Activity
Scan the records below. Copy every line in which the word "instance" appears.

Natural-language object grounding data
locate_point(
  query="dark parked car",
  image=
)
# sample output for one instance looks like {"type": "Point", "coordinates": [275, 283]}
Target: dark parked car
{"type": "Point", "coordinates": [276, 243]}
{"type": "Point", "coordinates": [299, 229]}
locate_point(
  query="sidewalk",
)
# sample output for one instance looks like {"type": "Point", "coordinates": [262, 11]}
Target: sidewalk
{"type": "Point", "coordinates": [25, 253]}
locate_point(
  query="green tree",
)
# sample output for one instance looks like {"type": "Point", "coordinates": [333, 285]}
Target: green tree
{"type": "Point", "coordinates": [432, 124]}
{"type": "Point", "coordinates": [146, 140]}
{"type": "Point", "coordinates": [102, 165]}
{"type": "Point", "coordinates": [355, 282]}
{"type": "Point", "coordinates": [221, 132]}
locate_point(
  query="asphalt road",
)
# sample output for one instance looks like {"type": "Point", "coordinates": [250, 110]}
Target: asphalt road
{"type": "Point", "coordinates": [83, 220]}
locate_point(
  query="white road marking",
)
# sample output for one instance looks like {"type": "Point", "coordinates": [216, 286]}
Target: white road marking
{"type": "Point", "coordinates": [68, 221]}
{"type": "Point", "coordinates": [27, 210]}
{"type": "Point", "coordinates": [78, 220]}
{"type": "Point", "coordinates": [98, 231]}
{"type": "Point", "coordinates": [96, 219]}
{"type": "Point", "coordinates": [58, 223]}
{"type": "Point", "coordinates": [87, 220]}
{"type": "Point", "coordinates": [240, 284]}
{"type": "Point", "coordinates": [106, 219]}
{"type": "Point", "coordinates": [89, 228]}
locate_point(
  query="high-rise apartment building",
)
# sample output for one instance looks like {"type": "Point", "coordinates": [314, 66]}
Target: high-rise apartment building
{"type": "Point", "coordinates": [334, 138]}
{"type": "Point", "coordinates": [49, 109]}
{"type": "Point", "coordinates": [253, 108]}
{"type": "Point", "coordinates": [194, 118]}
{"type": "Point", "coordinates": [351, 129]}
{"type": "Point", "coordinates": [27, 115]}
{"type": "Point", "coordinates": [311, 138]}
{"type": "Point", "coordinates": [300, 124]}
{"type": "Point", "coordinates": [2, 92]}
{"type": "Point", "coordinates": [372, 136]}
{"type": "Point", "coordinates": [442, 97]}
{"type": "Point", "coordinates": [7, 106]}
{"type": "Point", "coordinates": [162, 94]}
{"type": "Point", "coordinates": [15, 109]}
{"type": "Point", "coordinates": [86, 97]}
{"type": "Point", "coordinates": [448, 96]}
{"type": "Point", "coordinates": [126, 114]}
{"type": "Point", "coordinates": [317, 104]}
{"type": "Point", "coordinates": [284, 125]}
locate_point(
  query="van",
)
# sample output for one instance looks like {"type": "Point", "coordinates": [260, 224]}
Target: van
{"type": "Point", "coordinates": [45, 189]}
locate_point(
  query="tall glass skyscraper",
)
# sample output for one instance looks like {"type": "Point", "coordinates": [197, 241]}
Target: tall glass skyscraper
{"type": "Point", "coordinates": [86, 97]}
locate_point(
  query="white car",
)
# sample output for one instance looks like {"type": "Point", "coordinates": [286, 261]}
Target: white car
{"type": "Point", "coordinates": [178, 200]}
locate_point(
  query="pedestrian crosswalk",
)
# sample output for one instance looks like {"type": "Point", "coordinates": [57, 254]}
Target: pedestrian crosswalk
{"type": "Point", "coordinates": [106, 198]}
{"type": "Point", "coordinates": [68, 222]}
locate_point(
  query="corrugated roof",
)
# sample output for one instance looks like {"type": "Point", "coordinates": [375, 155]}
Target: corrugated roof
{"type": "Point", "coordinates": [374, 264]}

Answer below
# sample output for one instance looks like {"type": "Point", "coordinates": [275, 283]}
# sample output for one instance looks like {"type": "Point", "coordinates": [262, 11]}
# sample output for one instance looks like {"type": "Point", "coordinates": [333, 285]}
# sample output for one instance looks like {"type": "Point", "coordinates": [250, 110]}
# sample output for one instance looks like {"type": "Point", "coordinates": [216, 286]}
# sample output for one instance looks like {"type": "Point", "coordinates": [314, 66]}
# sample output for one instance looks like {"type": "Point", "coordinates": [260, 224]}
# sample output for one instance looks like {"type": "Point", "coordinates": [197, 241]}
# sample output for one instance looks like {"type": "Point", "coordinates": [286, 261]}
# sample output for one instance looks like {"type": "Point", "coordinates": [57, 254]}
# sample output for one instance looks like {"type": "Point", "coordinates": [375, 155]}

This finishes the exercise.